Your task: Extend the article below about a deep-learning machine that teaches itself to solve a Rubik's Cube, starting right after its last sentence.

Passage provided:
.....

In these scenarios, a deep-learning machine is given the rules of the game and then plays against itself. Crucially, it is rewarded at each step according to how it performs. This reward process is hugely important because it helps the machine to distinguish good play from bad play. In other words, it helps the machine learn.
But this doesn’t work in many real-world situations, because rewards are often rare or hard to determine.
Recommended for You
For example, random turns of a Rubik’s Cube cannot easily be rewarded, since it is hard to judge whether the new configuration is any closer to a solution. And a sequence of random turns can go on for a long time without reaching a solution, so the end-state reward can only be offered rarely.
In chess, by contrast, there is a relatively large search space but each move can be evaluated and rewarded accordingly. That just isn’t the case for the Rubik’s Cube.
Enter Stephen McAleer and colleagues from the University of California, Irvine. These guys have pioneered a new kind of deep-learning technique, called “autodidactic iteration,” that can teach itself to solve a Rubik’s Cube with no human assistance. The trick that McAleer and co have mastered is to find a way for the machine to create its own system of rewards.
Here’s how it works. Given an unsolved cube, the machine must decide whether a specific move is an improvement on the existing configuration. To do this, it must be able to evaluate the move.

.....

Dataset excerpts:

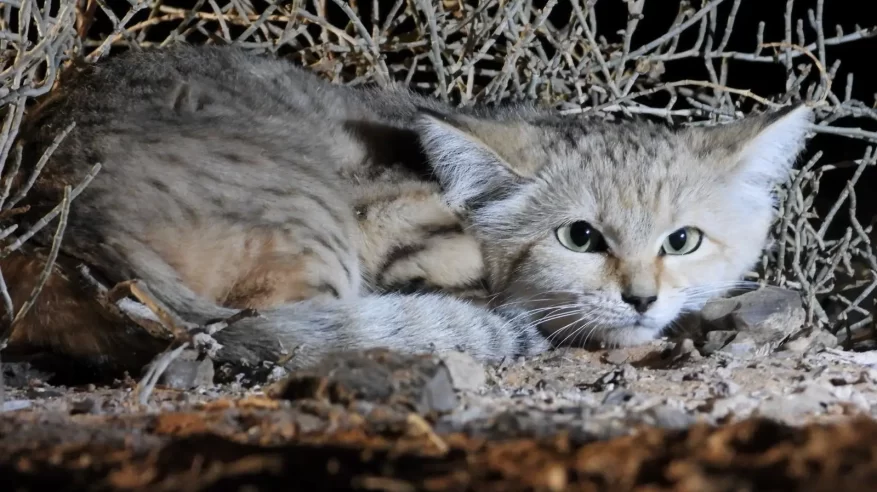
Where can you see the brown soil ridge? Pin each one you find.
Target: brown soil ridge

.....

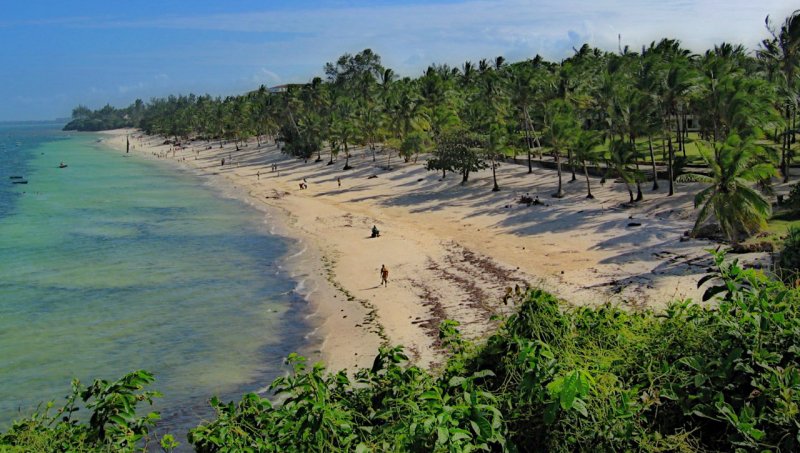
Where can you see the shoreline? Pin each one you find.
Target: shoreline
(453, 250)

.....

Response area:
Autodidactic iteration does this by starting with the finished cube and working backwards to find a configuration that is similar to the proposed move. This process is not perfect, but deep learning helps the system figure out which moves are generally better than others.
Having been trained, the network then uses a standard search tree to hunt for suggested moves for each configuration.
The result is an algorithm that performs remarkably well. “Our algorithm is able to solve 100% of randomly scrambled cubes while achieving a median solve length of 30 moves—less than or equal to solvers that employ human domain knowledge,” say McAleer and co.
That’s interesting because it has implications for a variety of other tasks that deep learning has struggled with, including puzzles like Sokoban, games like Montezuma’s Revenge, and problems like prime number factorization.
Indeed, McAleer and co have other goals in their sights: “We are working on extending this method to find approximate solutions to other combinatorial optimization problems such as prediction of protein tertiary structure.”